Excerpted text ▸

Amoebas are unicellular protist microorganisms belonging to the genus amoeba of the family Amoebidae that contains five described genera. Free-living amoebas (FLAs) develop their lives in the environment and are characterized by the lack of a cell wall in the trophozoite stage, which allows them to extend their cytoplasm to mobilize, resulting in the formation of pseudopods, further enabling them to feed on smaller microorganisms, mainly bacteria or decaying particles. Therefore, it plays an essential biological role in the control of bacterial populations. [1, 2]. Amoebas are found in various environments; however, environmental conditions can affect their survival, such as pH, temperature, hydrogen sulfide concentration, and salinity. These conditions directly influence the structure of amoeba communities, mainly in aquatic-type environments [3]. These microorganisms survive in adverse environments using osmoregulation to control the water inside to cell through vacuoles [4]. This mechanism is regulated by the expression of aquaporins in the contractile vacuole membrane. The expression of V-ATPase (vacuolar H+-ATPase) in the vacuolar membrane has been reported. V-ATPases move H+ inside, lowering the vacuole’s pH relative to the cytosol, promoting an osmosis gradient across the vacuole membrane, facilitating water entry through aquaporins in the vacuole membrane [5, 6].

The first description of an amoeba was in 1826 as a membranous type of microorganism whose shape is modified to move in the environment [7]. However, the first published evidence of this microorganism dates back to 1755 by the German naturist Rösel von Rosenhof AJ in Insecten-Belustigung (extracted from [8]). Currently, there are two classes of amoebae that differ from each other; FLA are those that live free in the environment that do not strictly need a host, and parasitic that needs a host and are mostly pathogenic to humans with the ability to generate serious diseases [8].

Supplied records ▸
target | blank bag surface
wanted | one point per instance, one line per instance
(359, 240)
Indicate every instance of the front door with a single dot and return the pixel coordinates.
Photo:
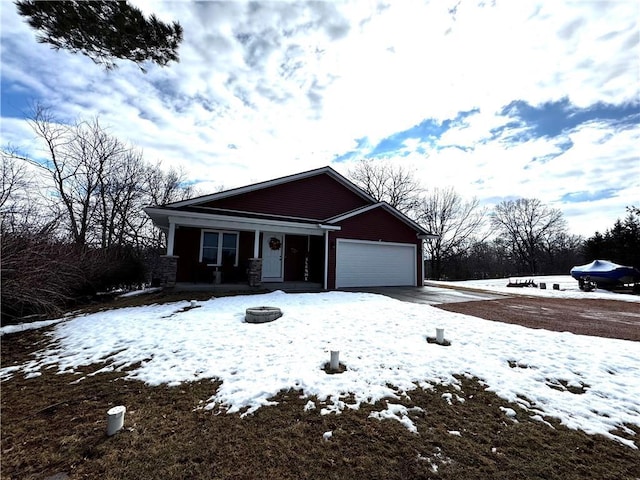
(272, 248)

Required action 1 ▸
Using the amoeba text, answer the following, one answer per line:
(a) In what year was an amoeba first described?
(b) Who published the first evidence of this microorganism in 1755, and in what work?
(c) What moves H+ into the vacuole, lowering its pH relative to the cytosol?
Required action 2 ▸
List every environmental condition that the amoeba text says can affect amoeba survival.
Required action 3 ▸
Continue the text on amoebas from its final sentence.

Written reply 1 ▸
(a) 1826
(b) The German naturist Rösel von Rosenhof AJ, in Insecten-Belustigung
(c) V-ATPases (vacuolar H+-ATPase)

Written reply 2 ▸
pH
temperature
hydrogen sulfide concentration
salinity

Written reply 3 ▸
Until 2002, amoebas, such as eukaryotic microorganisms, have been studied mainly for their morphology, characterizing them as testate amoebas; however, few differences and morphological structures led to the lack of classification and differentiation between the diverse species of amoebas [9]. With the advances in molecular biology, a new classification era of these organisms arises, with the development of sequencing of specific genes based initially on a small sequence of the 18 s gene, or SSU-rDNA [10]. After, universal and conserved genes were used (cytoskeleton actin and tubulin protein genes) that have brought with them greater resolution in the identification and classification of supergroups [11]. Accordingly, three supergroups that have been identified were, Amoebozoa supergroup brings together most of the organisms capable of producing lobed pseudopods, Rhizaria, which is characterized by creating filamentous pseudopods; and the Excavata, which brings together a large part of the flagellate heterotrophs [11, 12].

With all current information, it is possible to speculate that the differences in amoebas could be associated with the presence or absence of flagella, developed with the expansion of these organisms to different substrates to seek favorable conditions promoting their survival, searching for nutrients from bacteria. The evolution of these microorganisms is not entirely clear; however, fossil evidence of Arcellinida testate proves the first appearance of eukaryotic cells for more than 700 million years [13, 14].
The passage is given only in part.